### Challenge
Give back verbatim the lines of the entries below, starting with the line that contains "Can you tell me where the foliage" and going on through the line that contains "734,30 -> 827,86", both of those lines included.

### Extracted information
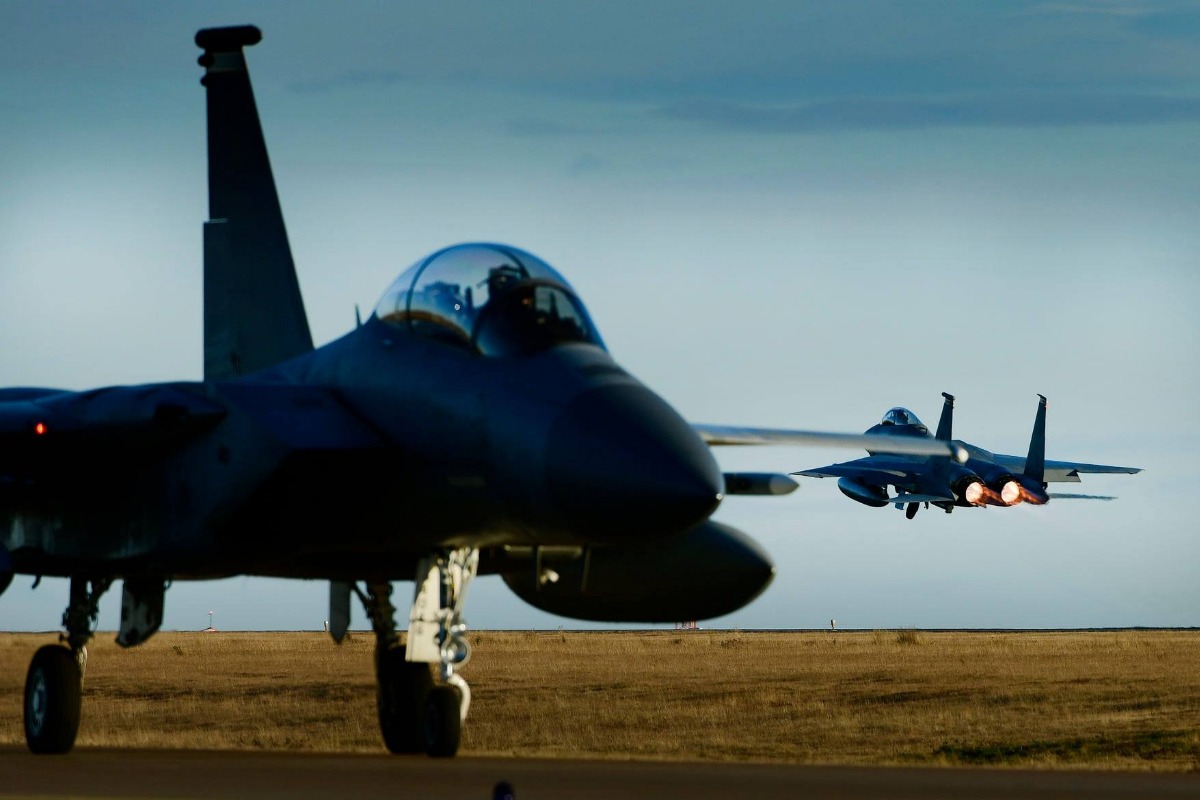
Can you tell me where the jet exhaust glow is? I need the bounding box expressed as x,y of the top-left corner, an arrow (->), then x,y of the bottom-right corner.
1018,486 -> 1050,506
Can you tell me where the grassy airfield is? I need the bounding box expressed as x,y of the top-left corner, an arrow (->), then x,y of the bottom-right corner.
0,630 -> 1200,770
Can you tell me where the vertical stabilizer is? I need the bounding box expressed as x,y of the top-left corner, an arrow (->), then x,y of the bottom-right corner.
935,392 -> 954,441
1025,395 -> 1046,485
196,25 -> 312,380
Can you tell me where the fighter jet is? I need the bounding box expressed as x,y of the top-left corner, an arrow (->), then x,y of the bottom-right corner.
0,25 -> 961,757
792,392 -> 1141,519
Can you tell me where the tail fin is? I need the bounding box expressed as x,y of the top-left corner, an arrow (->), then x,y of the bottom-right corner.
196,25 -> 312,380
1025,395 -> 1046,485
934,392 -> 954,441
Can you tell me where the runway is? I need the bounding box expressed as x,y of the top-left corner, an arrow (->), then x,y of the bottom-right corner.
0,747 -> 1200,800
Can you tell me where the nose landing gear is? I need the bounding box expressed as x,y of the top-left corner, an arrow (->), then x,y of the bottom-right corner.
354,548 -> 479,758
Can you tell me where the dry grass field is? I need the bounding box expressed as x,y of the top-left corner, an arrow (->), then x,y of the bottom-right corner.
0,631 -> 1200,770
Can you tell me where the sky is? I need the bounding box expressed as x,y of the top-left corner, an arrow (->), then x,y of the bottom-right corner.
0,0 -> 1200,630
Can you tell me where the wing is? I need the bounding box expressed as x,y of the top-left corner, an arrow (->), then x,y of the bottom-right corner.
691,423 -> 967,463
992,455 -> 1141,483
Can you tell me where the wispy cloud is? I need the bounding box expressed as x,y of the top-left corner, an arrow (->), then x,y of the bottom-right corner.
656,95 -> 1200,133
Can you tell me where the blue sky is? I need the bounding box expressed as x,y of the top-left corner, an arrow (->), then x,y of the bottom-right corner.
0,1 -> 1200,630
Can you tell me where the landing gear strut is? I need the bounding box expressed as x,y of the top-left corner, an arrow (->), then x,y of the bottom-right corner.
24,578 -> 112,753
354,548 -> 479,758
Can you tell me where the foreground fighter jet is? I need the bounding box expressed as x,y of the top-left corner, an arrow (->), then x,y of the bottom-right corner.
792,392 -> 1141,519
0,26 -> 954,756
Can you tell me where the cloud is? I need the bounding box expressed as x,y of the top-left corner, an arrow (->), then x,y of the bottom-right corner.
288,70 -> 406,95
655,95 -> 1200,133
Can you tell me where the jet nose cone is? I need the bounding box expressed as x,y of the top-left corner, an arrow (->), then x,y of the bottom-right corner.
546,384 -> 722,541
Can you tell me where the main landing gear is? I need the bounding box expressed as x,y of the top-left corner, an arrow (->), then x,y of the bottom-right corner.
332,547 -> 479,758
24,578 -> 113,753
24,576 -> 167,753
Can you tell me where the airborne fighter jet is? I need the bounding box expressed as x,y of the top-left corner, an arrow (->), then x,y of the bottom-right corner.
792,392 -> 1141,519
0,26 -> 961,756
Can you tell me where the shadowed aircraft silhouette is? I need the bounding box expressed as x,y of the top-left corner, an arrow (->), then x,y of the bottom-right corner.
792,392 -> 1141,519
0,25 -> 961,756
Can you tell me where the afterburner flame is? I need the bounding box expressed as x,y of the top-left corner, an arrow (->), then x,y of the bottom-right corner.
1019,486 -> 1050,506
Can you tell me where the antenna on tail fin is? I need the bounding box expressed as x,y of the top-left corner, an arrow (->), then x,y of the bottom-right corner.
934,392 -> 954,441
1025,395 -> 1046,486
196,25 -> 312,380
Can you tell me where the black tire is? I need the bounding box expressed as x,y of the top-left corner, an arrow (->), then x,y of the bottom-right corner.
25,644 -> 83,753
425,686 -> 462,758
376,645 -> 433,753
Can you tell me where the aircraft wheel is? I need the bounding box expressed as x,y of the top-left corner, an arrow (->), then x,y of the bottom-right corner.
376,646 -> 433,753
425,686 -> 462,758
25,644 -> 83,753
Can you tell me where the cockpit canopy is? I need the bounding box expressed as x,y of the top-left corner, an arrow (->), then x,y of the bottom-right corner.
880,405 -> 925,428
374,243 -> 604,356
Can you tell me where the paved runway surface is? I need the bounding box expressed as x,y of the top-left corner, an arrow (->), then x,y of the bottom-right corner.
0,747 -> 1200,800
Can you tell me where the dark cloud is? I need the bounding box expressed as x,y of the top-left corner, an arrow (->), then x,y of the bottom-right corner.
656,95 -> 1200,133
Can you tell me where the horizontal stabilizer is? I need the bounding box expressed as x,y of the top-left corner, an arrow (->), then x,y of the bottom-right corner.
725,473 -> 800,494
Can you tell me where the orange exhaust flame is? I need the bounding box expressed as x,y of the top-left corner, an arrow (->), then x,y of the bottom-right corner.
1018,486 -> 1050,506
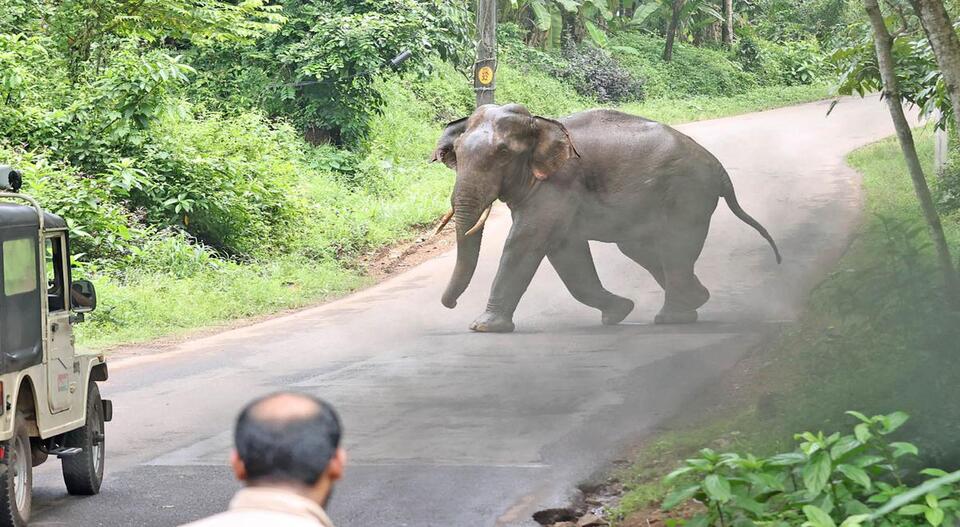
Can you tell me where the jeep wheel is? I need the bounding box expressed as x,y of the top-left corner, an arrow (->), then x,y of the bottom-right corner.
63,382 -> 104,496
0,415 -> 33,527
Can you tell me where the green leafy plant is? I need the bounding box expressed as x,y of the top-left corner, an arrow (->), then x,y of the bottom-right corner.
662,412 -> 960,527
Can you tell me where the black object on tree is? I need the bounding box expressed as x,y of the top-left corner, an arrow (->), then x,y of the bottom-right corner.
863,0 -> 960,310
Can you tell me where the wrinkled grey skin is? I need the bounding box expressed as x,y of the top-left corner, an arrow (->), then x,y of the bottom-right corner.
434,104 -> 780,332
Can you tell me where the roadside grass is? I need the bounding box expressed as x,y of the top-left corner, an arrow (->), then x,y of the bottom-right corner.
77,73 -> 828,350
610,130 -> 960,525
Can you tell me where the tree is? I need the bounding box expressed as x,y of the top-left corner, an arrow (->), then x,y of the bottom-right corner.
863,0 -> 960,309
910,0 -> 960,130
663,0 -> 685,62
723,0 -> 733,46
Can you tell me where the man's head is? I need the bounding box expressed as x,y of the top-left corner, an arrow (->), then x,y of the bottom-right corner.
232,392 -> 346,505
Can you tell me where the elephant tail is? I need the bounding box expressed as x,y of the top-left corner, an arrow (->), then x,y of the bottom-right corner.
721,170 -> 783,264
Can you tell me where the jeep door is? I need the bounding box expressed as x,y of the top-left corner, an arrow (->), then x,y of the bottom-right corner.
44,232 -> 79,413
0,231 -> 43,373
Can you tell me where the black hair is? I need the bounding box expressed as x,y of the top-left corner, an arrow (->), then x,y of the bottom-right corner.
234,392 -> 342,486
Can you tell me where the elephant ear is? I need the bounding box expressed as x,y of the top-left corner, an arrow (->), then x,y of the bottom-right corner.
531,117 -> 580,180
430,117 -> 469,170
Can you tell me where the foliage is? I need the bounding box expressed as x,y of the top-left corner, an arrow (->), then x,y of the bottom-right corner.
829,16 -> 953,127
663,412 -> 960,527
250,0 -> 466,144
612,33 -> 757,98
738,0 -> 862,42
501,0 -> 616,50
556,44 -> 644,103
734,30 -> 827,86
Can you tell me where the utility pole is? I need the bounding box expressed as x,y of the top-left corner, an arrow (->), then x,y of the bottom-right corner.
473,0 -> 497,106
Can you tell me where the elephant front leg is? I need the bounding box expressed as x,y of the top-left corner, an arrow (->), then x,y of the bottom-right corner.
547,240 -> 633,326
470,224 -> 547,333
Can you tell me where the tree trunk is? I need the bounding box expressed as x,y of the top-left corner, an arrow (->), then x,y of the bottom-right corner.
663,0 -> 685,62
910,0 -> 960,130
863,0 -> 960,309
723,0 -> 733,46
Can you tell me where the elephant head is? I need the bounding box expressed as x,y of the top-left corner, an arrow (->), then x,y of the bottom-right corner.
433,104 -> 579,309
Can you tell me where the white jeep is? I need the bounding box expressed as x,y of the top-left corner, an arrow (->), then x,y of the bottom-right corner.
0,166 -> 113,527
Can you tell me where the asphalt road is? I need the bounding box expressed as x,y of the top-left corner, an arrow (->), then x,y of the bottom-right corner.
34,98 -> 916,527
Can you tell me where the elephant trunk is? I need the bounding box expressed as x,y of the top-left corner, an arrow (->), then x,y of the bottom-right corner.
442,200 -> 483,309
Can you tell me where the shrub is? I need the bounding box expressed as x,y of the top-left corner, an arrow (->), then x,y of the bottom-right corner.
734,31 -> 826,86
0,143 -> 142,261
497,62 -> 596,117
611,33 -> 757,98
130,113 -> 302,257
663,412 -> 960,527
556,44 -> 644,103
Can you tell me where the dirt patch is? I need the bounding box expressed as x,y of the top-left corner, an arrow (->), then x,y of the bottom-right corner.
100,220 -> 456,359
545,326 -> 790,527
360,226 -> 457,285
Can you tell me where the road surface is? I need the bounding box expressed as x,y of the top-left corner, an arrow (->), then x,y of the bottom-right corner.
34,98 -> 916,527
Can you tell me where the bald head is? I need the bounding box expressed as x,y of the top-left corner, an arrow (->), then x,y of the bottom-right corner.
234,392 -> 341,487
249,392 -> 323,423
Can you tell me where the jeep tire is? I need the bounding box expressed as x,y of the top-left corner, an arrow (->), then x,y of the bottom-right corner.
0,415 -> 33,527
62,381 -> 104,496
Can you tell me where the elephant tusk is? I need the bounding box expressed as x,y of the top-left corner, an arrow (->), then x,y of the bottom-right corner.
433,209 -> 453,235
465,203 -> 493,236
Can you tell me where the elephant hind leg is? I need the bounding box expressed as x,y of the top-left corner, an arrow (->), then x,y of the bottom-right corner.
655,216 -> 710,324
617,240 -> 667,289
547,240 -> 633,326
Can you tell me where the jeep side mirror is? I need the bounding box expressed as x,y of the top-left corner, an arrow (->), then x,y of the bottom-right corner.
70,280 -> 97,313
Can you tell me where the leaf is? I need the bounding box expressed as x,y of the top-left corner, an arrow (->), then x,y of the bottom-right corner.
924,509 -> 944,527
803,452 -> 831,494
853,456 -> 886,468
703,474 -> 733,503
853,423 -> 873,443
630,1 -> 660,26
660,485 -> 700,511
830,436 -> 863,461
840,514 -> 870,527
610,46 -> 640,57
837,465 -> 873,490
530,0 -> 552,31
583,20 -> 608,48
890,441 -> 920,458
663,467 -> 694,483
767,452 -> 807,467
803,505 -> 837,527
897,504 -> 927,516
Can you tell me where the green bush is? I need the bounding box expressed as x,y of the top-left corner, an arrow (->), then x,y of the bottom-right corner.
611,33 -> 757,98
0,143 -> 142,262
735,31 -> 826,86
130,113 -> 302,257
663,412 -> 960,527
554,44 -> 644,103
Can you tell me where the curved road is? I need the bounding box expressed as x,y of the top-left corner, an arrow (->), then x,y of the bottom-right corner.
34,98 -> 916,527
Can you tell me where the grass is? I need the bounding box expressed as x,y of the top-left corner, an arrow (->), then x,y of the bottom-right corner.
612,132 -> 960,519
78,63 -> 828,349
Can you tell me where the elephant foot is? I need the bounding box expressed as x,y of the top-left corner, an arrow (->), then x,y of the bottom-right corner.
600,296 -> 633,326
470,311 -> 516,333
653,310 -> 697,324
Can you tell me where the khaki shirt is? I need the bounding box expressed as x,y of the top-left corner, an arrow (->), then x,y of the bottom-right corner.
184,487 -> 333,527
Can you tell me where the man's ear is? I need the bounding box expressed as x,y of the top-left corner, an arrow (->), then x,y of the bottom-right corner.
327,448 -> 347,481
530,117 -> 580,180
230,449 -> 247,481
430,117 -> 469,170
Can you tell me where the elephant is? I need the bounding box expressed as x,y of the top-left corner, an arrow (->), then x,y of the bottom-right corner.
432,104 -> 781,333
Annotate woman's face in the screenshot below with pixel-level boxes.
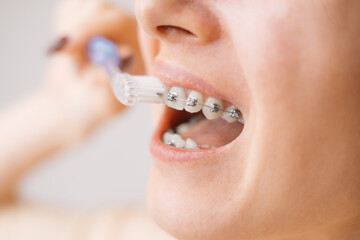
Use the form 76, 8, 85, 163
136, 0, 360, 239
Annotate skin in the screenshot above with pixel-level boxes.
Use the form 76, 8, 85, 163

### The response
Can you tell me where the foliage is? I need the bounding box expressed as x,y of the top-left corner, an arrow (->), then x,y of the bottom-right corner.
829,16 -> 953,127
663,412 -> 960,527
250,0 -> 466,144
612,33 -> 757,98
738,0 -> 862,42
501,0 -> 616,50
556,44 -> 644,103
734,30 -> 827,86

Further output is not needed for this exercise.